## Exercise requirements
Tally how many lines of the data below include the word "dark". Give only the number.

** START OF Input data **

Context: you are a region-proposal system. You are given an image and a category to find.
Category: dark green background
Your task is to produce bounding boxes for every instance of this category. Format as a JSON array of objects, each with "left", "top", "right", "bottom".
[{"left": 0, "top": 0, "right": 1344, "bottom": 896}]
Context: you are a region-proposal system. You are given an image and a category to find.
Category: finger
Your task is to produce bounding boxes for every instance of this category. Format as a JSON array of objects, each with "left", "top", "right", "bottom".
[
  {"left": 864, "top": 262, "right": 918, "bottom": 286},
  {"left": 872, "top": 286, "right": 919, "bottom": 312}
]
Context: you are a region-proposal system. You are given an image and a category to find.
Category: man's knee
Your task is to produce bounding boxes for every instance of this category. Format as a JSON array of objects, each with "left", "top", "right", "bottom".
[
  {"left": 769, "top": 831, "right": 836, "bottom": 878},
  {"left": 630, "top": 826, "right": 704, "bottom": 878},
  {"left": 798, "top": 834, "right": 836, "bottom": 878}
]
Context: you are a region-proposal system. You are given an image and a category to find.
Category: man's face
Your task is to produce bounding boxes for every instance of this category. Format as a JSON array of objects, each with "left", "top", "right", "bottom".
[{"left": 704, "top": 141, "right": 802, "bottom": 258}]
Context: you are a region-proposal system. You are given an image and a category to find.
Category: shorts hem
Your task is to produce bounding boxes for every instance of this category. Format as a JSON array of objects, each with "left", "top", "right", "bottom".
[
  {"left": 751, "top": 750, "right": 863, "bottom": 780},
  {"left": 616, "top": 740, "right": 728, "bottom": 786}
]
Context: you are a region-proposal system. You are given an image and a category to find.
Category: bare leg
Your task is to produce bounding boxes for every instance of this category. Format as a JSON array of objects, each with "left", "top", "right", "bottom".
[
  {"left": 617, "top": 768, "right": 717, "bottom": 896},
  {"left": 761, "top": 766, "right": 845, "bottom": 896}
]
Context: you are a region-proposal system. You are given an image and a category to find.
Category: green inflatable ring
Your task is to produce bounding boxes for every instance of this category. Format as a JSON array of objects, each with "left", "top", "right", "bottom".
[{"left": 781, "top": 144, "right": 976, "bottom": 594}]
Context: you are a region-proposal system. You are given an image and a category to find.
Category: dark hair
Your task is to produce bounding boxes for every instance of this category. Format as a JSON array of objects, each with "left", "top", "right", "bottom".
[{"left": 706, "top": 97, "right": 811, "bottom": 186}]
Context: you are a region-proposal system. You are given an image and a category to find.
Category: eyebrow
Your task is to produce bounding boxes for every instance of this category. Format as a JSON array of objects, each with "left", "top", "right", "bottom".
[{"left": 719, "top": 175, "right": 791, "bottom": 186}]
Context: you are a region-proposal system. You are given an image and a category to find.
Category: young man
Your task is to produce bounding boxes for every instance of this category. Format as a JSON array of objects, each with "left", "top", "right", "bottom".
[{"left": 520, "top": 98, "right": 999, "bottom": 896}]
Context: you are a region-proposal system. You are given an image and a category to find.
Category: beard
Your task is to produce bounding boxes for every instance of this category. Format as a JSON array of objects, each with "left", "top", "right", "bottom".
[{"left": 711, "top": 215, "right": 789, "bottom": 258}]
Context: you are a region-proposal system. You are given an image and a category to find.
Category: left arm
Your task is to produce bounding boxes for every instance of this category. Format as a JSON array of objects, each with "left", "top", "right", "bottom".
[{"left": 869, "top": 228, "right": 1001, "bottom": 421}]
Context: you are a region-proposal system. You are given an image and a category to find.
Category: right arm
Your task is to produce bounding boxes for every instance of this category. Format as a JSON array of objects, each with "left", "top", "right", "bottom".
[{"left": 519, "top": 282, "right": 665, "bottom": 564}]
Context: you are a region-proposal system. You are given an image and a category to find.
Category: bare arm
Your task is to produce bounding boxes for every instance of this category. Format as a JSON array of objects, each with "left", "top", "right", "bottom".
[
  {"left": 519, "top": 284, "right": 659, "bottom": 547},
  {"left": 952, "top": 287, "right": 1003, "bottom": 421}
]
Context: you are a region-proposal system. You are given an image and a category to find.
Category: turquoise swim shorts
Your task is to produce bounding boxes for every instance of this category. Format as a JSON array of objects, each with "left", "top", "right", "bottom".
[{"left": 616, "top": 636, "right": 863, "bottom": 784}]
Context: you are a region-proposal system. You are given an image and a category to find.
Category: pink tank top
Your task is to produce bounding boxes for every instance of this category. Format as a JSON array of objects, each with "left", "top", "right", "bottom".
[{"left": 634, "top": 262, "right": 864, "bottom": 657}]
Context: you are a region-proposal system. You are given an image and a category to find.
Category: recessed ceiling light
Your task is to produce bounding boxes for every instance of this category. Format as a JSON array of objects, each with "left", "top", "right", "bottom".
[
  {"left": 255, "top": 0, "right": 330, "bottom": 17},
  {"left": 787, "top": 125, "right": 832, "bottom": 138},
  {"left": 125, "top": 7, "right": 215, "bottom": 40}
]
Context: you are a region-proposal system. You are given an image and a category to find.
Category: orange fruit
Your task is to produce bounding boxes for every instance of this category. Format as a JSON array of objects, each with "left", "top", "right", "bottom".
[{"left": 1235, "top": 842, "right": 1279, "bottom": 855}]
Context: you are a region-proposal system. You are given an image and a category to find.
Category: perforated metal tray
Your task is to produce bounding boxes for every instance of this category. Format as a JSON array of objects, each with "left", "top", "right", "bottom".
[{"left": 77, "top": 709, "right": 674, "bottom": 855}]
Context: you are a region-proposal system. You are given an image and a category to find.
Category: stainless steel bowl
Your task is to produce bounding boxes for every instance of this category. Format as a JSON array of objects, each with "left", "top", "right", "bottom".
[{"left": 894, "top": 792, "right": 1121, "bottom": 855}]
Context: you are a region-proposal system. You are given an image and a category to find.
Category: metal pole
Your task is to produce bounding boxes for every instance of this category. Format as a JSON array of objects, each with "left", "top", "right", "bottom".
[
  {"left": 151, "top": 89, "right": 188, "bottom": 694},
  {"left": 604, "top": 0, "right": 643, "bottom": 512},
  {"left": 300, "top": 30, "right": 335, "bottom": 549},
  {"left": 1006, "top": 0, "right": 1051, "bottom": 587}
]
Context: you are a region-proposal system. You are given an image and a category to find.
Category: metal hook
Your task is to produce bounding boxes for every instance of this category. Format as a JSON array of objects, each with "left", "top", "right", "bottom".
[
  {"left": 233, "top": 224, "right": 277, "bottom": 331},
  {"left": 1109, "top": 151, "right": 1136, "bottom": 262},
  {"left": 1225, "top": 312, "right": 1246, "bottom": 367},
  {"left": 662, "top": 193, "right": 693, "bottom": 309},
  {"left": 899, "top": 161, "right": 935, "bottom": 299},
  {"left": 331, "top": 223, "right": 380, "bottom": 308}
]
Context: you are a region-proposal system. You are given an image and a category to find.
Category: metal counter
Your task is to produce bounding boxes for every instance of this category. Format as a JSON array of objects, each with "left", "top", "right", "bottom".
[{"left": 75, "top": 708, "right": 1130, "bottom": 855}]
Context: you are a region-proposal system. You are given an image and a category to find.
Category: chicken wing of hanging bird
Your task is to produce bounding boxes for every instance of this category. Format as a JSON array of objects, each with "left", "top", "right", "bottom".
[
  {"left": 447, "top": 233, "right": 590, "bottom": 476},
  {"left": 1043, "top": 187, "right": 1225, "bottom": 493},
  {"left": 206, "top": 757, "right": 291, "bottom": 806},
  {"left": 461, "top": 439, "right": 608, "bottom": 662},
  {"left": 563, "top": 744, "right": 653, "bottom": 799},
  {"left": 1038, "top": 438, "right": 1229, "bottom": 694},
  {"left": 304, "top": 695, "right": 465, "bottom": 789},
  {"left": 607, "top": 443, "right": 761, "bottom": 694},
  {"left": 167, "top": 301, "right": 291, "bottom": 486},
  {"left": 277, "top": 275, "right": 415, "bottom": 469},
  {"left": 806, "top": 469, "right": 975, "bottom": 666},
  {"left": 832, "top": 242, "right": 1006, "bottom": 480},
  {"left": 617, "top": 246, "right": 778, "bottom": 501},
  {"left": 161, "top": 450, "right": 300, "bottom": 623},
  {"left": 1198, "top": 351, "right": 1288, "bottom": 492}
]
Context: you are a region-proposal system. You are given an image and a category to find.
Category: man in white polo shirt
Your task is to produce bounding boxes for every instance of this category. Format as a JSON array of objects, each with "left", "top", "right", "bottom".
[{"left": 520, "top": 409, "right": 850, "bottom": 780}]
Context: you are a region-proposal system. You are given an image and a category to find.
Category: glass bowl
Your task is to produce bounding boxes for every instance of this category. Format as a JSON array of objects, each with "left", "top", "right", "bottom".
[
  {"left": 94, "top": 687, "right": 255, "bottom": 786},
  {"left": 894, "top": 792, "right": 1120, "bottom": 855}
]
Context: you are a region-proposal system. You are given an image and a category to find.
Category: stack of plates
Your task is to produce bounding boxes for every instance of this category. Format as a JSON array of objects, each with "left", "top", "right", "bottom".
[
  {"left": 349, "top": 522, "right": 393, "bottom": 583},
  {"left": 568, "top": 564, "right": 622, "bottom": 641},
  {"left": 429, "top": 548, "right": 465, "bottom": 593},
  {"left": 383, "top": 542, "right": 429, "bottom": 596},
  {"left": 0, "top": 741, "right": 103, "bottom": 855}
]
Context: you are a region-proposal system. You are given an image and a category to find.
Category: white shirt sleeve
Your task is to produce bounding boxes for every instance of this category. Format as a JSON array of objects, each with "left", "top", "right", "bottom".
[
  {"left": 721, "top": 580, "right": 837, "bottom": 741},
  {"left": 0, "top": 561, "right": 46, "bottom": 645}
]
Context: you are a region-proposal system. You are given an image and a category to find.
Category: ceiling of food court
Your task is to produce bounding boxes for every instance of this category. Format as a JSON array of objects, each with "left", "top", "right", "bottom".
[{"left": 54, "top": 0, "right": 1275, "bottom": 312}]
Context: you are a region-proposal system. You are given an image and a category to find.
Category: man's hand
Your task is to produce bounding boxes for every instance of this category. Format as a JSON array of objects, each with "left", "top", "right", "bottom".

** END OF Input data **

## Full response
2